→ YOUR INSTRUCTIONS
Report each line of the items below that contains the string "frame", copying the line in full.

(Data drawn from a collection)
* * *
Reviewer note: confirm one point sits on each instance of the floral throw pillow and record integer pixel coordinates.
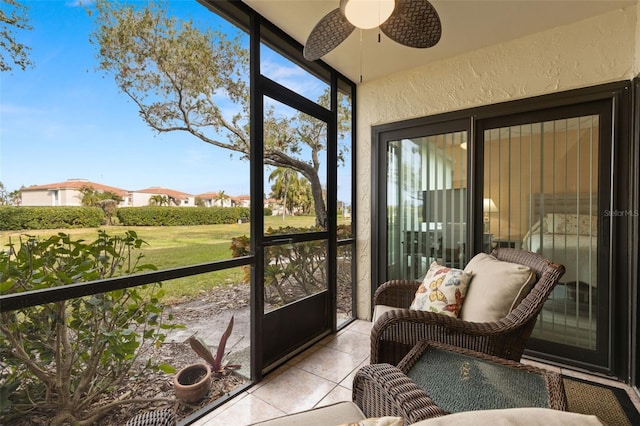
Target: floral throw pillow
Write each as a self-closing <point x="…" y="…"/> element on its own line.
<point x="442" y="291"/>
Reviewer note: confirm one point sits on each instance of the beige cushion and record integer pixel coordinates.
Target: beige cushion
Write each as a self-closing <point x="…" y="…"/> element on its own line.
<point x="334" y="414"/>
<point x="442" y="291"/>
<point x="513" y="417"/>
<point x="497" y="288"/>
<point x="378" y="421"/>
<point x="378" y="310"/>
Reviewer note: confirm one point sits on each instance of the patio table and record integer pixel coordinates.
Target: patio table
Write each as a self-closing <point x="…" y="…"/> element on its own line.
<point x="460" y="380"/>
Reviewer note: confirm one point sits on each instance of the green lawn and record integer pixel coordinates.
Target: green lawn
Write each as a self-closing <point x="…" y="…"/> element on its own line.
<point x="174" y="246"/>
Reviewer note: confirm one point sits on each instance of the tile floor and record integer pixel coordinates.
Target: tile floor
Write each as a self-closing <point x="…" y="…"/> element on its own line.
<point x="321" y="375"/>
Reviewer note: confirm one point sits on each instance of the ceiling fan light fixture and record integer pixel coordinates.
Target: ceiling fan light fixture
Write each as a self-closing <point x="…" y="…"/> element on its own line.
<point x="367" y="14"/>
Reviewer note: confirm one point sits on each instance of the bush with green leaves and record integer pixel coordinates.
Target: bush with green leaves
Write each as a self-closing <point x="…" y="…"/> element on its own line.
<point x="64" y="361"/>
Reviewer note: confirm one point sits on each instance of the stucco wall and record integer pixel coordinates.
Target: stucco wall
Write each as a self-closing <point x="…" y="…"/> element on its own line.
<point x="598" y="50"/>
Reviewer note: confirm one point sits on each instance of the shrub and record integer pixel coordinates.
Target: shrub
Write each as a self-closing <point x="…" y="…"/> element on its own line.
<point x="14" y="218"/>
<point x="60" y="360"/>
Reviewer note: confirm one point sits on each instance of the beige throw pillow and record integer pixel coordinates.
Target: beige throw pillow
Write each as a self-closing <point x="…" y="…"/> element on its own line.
<point x="497" y="288"/>
<point x="442" y="290"/>
<point x="378" y="421"/>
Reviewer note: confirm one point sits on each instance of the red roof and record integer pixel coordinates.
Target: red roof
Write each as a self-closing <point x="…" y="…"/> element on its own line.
<point x="176" y="195"/>
<point x="76" y="184"/>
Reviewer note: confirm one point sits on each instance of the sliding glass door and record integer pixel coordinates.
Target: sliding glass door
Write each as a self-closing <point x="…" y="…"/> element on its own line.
<point x="542" y="185"/>
<point x="426" y="198"/>
<point x="551" y="175"/>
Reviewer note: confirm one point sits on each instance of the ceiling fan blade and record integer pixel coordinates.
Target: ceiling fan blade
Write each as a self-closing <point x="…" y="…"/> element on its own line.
<point x="328" y="33"/>
<point x="413" y="23"/>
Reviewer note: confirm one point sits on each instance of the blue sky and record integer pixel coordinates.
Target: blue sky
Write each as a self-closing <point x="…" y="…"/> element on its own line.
<point x="63" y="120"/>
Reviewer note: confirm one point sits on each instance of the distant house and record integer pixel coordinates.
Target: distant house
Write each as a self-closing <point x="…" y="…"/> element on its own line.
<point x="241" y="200"/>
<point x="145" y="197"/>
<point x="66" y="193"/>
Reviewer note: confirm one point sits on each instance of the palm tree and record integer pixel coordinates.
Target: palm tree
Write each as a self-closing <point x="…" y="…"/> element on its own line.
<point x="222" y="197"/>
<point x="281" y="176"/>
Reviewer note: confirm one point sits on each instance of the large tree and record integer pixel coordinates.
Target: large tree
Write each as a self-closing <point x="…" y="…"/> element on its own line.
<point x="177" y="75"/>
<point x="13" y="18"/>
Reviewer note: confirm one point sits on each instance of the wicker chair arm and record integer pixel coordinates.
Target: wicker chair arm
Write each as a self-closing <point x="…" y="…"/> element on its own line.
<point x="404" y="328"/>
<point x="383" y="390"/>
<point x="396" y="293"/>
<point x="453" y="324"/>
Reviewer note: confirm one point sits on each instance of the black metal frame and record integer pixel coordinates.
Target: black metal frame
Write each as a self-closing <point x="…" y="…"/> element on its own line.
<point x="615" y="358"/>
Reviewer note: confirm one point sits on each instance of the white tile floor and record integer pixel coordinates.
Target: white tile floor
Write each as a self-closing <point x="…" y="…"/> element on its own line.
<point x="321" y="375"/>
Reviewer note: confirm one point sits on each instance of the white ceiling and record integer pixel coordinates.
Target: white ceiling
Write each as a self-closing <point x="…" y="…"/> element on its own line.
<point x="466" y="25"/>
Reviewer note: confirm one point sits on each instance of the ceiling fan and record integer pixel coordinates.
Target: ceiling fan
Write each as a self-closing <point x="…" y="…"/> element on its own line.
<point x="413" y="23"/>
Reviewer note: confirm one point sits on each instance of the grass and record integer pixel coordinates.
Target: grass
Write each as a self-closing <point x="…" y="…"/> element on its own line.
<point x="174" y="246"/>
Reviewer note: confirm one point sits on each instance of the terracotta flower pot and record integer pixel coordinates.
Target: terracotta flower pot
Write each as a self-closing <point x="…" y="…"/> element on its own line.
<point x="192" y="383"/>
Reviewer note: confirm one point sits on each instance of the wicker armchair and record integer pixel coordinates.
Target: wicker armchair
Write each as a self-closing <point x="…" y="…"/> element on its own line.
<point x="395" y="332"/>
<point x="384" y="390"/>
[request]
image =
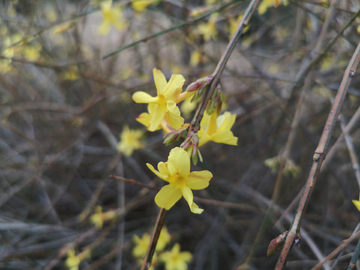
* * *
→ FINAL RESULT
Reviewer note: confirm one point sits on each instance of the black metal frame and record integer pixel coordinates.
Target: black metal frame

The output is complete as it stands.